──────── Selected passage

Re: Performance problems with RPC messages over 20k

Posted by Dennis Sosnoski <dm...@sosnoski.com>.
WJCarpenter wrote:

>>the times). These figures are from Sun JRE 1.3.1 on Linux, running on a
>> PIIIm with 256MB RAM. I used "-Xmx64M -Xms64M" options on the Java
>>command line to avoid a lot of threshing as the heap grew; running with
>>    
>>
>I am curious if you measured heap use and if 64 MB is enough?  I haven't
>done any testing of this sort with Axis, but in Apache SOAP I routinely
>use 256 MB and it is often worth it.  Anyhow, it would be interesting
>to hear about memory figures for Axis, too.
>  
>
 From a quick look with "-verbose:gc" on the client JVM the 320KB 
messages are showing several partial garbage collections for each 
request/response round trip, with a total of about 12MB collected. In a 
run of 11 round trips I had one full garbage collection after the 10th 
round trip, which collected about 58MB. Judging from this it looks like 
the total trash generated on the client side is about 18MB for each 
round trip of my 320KB message.

That's pretty high, but consistent with what I've seen of the code. 
There's a lot of short-lived object creation. A lot of it looks tied to 
the JAX-RPC interface, and that's going to be difficult to change.

 From looking at these figures it doesn't look like adding more memory 
is going to help on the client side, unless you're sending really huge 
(multi-MB) messages - in which case you should probably not be using 
SOAP. :-) If you run with the default JVM settings you start with only 
2MB, which is definitely not enough, but setting "-Xms32M" or "-Xms64M" 
should be more than enough for any practical client applications. For 
the server more memory is definitely going to be useful, especially for 
real world applications with multiple overlapping requests. Just how 
much depends on the message size and rate, as well as other demands on 
the server - it's probably good to start with at least "-Xmx64M -Xms64M" 
and try going up from there to see if it helps your particular environment.

  - Dennis

Dennis M. Sosnoski
Enterprise Java, XML, and Web Services Support
http://www.sosnoski.com


Re: Performance problems with RPC messages over 20k

Posted by WJCarpenter <bi...@carpenter.org>.
> the times). These figures are from Sun JRE 1.3.1 on Linux, running on a
>  PIIIm with 256MB RAM. I used "-Xmx64M -Xms64M" options on the Java
> command line to avoid a lot of threshing as the heap grew; running with

I am curious if you measured heap use and if 64 MB is enough?  I haven't
done any testing of this sort with Axis, but in Apache SOAP I routinely
use 256 MB and it is often worth it.  Anyhow, it would be interesting
to hear about memory figures for Axis, too.




Re: Performance problems with RPC messages over 20k

Posted by Dennis Sosnoski <dm...@sosnoski.com>.
I investigated this further and found that there definitely is a problem 
in 1.0 with large messages using RPC encoding. With my particular test 
data it started showing up at the 320KB message size and got 
exponentially worse with larger sizes. I think I've tracked this down, 
and have entered a bug report and fix against the offending code. In my 
tests the fix keeps performance stable at least into the 1.3MB range.

────────────────
──────── Raw records

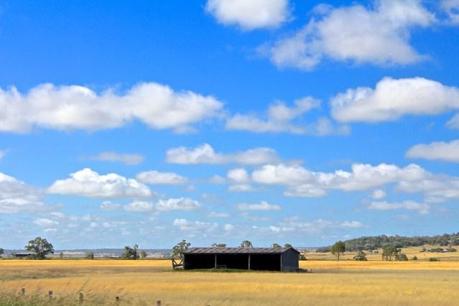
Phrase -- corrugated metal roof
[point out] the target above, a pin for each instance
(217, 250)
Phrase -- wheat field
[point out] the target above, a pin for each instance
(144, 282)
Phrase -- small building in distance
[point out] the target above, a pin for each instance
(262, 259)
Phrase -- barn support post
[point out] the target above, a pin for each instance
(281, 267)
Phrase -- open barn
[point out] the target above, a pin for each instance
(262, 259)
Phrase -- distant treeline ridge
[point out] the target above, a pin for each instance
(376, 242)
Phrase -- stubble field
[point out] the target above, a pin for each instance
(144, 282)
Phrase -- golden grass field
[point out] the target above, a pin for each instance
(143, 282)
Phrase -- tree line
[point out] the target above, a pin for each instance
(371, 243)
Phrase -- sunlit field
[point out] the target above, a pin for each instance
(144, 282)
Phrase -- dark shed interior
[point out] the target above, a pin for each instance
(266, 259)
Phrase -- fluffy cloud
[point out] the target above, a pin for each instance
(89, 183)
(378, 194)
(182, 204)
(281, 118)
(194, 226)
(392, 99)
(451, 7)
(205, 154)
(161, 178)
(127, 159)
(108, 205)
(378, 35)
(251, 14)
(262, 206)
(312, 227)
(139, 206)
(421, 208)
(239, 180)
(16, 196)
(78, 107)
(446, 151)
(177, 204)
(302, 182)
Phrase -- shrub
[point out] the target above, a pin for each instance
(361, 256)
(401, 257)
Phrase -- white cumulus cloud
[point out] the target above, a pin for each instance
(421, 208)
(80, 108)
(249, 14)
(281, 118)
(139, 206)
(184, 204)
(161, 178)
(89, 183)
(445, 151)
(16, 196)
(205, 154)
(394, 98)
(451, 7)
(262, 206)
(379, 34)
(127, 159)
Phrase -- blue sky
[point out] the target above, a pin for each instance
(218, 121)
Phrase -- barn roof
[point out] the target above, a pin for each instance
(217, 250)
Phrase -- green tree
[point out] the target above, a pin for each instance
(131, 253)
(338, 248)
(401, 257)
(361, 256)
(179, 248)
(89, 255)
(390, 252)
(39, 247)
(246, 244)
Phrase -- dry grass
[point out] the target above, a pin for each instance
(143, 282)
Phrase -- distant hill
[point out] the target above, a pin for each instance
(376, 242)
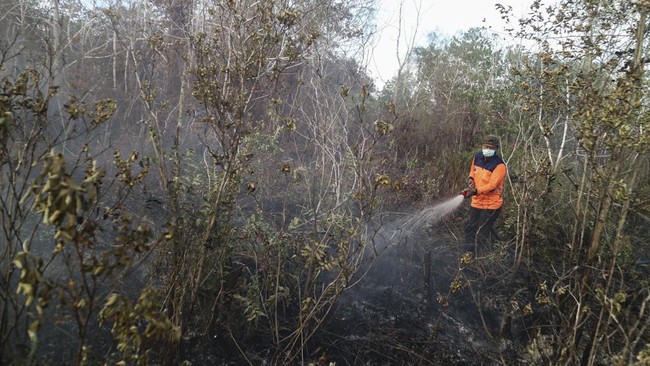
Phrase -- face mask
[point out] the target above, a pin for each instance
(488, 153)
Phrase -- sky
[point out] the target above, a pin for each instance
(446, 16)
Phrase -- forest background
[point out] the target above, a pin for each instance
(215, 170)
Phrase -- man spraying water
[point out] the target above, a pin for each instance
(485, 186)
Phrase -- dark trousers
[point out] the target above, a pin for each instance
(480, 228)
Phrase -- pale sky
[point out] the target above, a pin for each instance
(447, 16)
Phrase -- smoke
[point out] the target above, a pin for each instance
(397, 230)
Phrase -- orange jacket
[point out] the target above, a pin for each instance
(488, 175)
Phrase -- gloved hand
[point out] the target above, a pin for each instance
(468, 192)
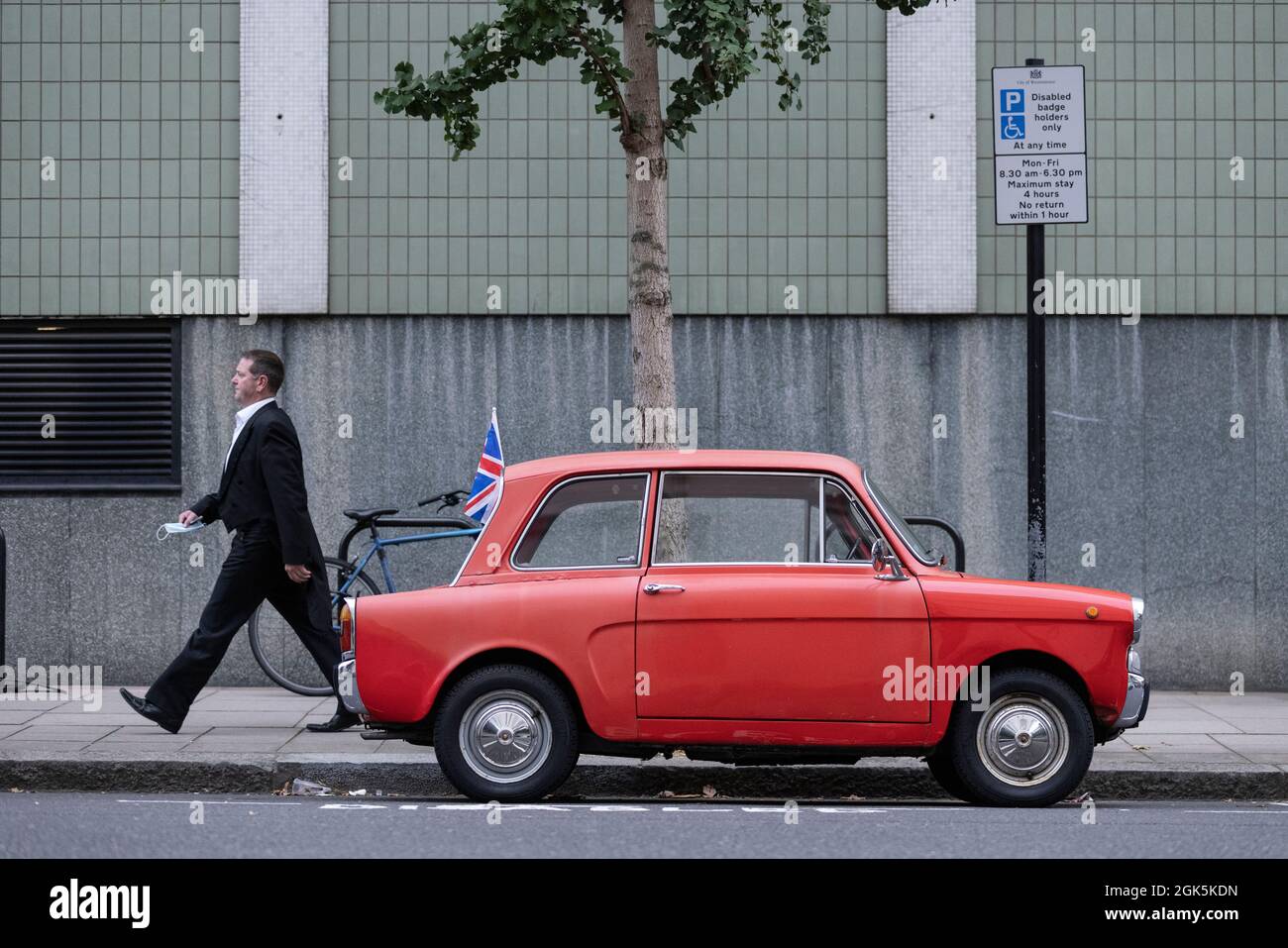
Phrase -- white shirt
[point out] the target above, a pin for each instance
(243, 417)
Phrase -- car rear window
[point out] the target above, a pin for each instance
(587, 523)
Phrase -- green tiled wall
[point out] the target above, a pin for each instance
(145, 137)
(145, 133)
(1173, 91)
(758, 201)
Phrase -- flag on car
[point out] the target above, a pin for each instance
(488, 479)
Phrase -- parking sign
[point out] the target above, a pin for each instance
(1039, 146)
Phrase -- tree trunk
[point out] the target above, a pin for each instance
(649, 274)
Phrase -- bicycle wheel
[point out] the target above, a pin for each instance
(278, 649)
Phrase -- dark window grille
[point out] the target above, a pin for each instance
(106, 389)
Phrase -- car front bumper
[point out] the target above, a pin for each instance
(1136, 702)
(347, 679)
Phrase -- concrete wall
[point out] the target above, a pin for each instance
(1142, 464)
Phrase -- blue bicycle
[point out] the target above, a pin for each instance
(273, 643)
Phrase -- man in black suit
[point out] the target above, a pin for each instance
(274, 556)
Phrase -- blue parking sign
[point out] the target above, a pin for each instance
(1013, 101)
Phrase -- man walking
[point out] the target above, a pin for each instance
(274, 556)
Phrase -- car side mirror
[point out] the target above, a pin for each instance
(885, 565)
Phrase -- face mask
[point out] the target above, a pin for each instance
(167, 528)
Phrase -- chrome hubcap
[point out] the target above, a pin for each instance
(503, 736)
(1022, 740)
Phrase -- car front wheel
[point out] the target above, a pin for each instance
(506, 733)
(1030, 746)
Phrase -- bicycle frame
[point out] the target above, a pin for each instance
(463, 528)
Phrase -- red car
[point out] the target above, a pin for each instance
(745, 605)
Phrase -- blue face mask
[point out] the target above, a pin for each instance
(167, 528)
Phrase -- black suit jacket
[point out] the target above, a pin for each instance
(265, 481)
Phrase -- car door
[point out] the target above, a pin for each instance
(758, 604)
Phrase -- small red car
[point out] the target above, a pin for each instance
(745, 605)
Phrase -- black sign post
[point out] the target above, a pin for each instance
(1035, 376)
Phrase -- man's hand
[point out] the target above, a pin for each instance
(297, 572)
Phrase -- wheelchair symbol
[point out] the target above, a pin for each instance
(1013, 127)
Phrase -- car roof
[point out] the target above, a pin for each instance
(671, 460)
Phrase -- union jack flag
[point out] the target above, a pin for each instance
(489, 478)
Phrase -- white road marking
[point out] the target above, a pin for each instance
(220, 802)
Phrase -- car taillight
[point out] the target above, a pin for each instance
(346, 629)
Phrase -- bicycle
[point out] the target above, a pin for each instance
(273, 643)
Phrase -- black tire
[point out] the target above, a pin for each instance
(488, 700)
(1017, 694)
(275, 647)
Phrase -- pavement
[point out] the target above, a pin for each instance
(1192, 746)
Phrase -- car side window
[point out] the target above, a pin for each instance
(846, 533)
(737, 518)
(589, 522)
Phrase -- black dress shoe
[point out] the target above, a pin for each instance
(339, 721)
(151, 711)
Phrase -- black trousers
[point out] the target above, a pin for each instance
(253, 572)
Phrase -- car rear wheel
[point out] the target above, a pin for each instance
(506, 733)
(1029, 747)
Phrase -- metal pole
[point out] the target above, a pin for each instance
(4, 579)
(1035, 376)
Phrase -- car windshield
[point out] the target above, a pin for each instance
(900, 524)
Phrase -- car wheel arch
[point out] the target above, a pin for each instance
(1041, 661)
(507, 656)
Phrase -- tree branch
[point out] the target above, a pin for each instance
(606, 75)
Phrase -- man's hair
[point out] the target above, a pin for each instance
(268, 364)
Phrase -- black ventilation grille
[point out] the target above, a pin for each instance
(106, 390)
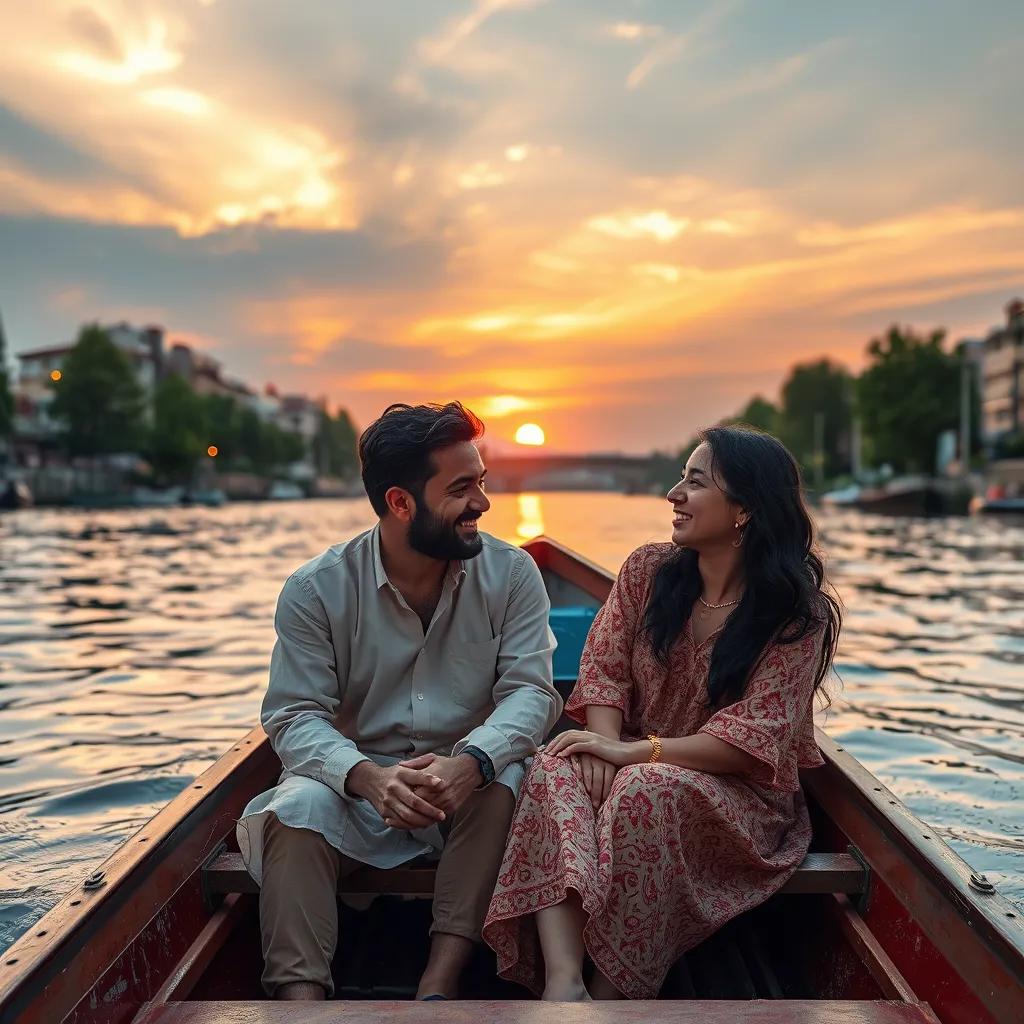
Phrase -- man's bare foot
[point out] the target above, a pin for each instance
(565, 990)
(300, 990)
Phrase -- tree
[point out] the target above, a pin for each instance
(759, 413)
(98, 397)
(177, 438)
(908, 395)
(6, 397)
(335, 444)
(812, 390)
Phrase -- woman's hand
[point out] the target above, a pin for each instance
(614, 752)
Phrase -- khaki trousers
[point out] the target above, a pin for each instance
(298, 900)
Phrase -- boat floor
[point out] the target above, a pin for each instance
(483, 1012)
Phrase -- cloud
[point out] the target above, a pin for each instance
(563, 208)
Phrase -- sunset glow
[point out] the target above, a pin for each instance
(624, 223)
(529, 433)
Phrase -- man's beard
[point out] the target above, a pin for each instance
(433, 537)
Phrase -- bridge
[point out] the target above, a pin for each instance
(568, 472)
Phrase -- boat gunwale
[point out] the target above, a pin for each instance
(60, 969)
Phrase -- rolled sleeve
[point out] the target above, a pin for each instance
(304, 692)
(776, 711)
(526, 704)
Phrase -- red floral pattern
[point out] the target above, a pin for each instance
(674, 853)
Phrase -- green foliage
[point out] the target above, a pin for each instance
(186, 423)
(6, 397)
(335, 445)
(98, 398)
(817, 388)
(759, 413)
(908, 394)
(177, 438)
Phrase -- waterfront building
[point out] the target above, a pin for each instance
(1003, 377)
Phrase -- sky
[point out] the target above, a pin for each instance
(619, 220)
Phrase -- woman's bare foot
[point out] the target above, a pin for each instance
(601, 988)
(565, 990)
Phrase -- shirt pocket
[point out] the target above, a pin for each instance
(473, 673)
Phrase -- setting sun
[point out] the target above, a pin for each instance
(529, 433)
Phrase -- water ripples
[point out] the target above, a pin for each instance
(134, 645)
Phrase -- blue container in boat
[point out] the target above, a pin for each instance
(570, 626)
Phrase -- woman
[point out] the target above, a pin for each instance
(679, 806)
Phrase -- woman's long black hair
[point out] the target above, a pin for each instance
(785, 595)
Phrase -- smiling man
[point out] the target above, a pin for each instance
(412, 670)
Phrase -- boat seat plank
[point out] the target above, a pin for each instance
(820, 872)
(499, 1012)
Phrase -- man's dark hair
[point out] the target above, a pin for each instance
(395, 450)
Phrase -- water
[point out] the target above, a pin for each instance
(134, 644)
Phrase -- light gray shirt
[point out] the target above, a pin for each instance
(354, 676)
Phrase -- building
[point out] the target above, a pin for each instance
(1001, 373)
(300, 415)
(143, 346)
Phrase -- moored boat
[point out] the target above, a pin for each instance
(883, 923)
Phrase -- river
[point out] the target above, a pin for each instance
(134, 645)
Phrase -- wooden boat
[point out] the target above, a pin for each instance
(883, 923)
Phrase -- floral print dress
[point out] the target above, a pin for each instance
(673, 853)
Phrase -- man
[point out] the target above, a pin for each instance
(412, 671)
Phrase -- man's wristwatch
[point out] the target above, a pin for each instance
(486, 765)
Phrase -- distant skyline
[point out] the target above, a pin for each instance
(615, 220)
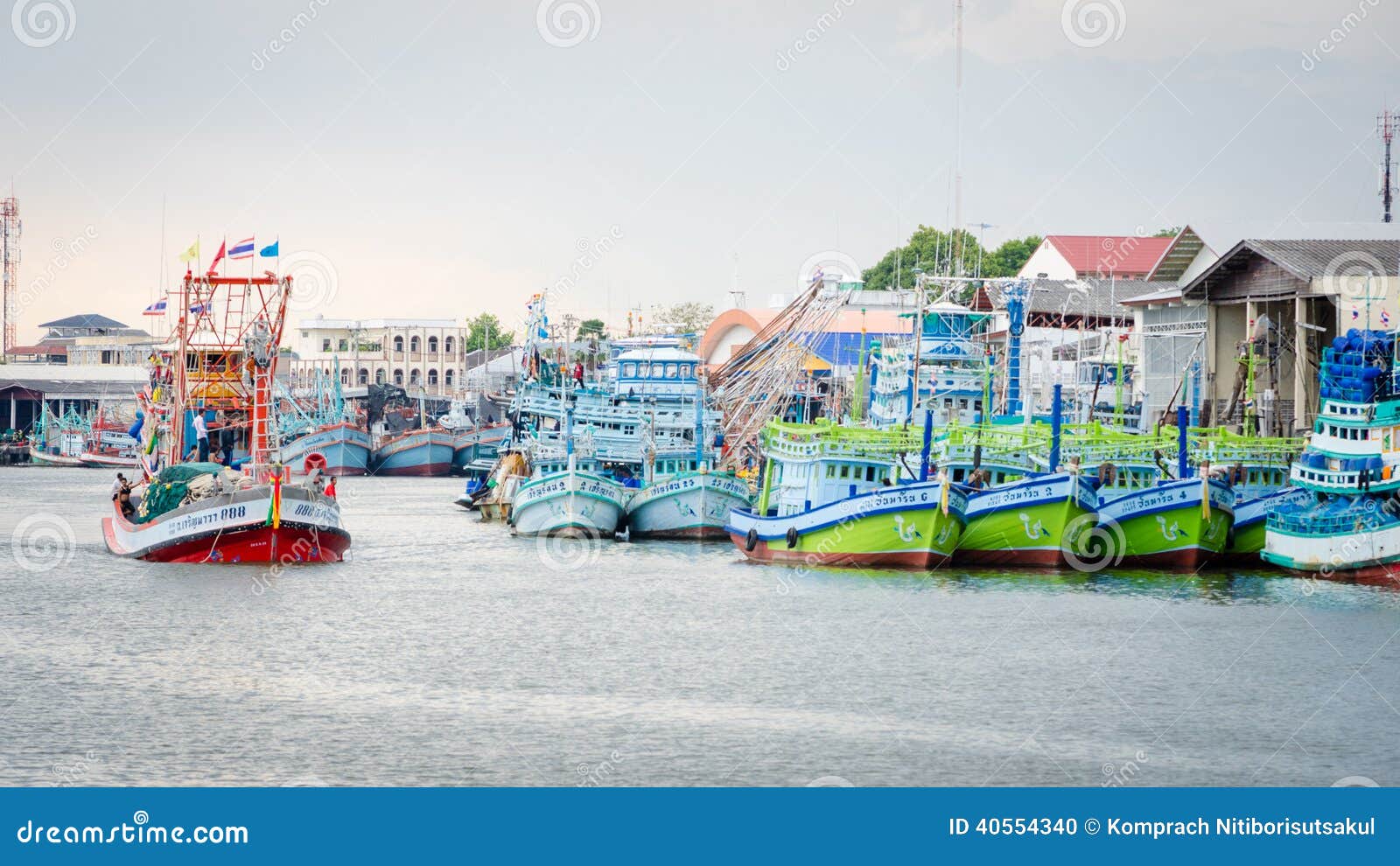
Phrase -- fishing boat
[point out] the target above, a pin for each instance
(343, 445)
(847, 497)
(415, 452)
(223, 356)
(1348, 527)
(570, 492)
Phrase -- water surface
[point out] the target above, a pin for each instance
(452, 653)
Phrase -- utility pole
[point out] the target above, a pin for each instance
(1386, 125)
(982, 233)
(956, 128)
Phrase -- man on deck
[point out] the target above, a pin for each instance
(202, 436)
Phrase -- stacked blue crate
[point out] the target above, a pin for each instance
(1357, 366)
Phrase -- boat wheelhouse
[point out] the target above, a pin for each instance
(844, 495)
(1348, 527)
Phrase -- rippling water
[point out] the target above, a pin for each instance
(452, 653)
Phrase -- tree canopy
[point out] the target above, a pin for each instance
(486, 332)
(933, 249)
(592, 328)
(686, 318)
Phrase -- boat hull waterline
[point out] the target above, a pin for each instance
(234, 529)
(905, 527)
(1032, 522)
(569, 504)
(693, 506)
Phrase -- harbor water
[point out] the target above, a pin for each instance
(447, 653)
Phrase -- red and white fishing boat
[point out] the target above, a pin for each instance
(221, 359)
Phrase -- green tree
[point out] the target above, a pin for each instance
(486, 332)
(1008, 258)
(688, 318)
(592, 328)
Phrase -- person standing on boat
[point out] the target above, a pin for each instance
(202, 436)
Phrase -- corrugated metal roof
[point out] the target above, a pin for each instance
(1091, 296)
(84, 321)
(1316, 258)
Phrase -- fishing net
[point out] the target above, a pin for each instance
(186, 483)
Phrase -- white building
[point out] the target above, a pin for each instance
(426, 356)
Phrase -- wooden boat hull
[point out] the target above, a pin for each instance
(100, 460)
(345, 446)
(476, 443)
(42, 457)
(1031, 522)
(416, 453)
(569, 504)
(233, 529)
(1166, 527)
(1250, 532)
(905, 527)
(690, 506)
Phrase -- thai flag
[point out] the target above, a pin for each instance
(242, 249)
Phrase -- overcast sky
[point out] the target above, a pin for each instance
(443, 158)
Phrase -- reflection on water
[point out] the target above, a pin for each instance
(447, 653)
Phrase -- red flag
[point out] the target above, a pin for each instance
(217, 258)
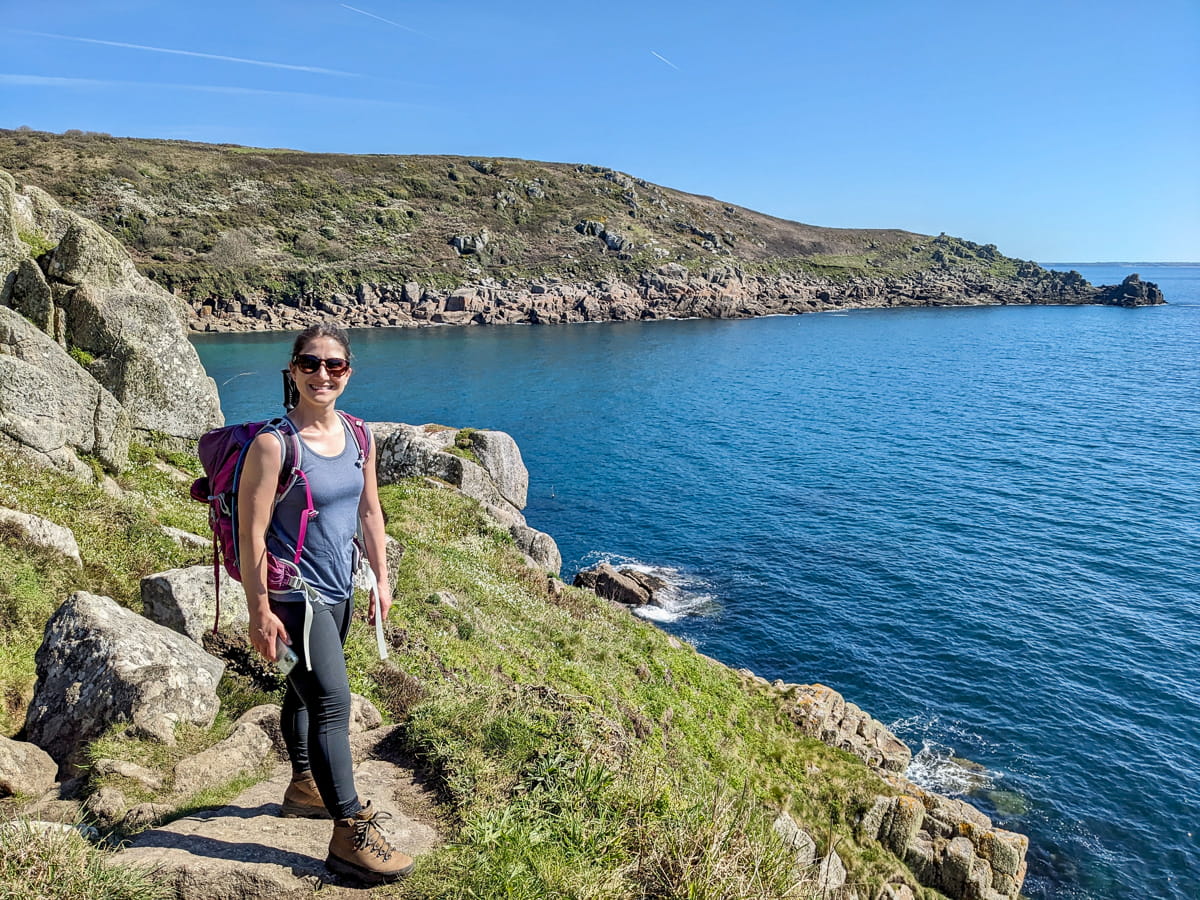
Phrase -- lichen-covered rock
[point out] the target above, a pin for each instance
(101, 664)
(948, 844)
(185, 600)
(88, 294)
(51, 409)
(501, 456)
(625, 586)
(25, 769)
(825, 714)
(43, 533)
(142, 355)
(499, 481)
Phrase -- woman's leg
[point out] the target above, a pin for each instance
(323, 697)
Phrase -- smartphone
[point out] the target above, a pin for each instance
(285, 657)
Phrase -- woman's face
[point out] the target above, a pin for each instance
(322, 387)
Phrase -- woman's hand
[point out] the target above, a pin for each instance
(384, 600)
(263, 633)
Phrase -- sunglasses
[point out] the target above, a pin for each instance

────────────────

* **Directions**
(1) Answer these questions from the discussion of RPC message performance:
(a) According to the estimate, about how much trash does the client generate for each round trip of the 320KB message?
(b) How much memory does the writer who uses Apache SOAP routinely allocate there?
(c) Into what message-size range does the fix keep performance stable in the tests?
(2) From the discussion of RPC message performance, extract the passage that opens with the words containing "Dennis M. Sosnoski" and closes with "by WJCarpenter <bi...@carpenter.org>.".

* **Worked solutions**
(1)
(a) About 18MB.
(b) 256 MB.
(c) At least into the 1.3MB range.

(2)
Dennis M. Sosnoski
Enterprise Java, XML, and Web Services Support
http://www.sosnoski.com


Re: Performance problems with RPC messages over 20k

Posted by WJCarpenter <bi...@carpenter.org>.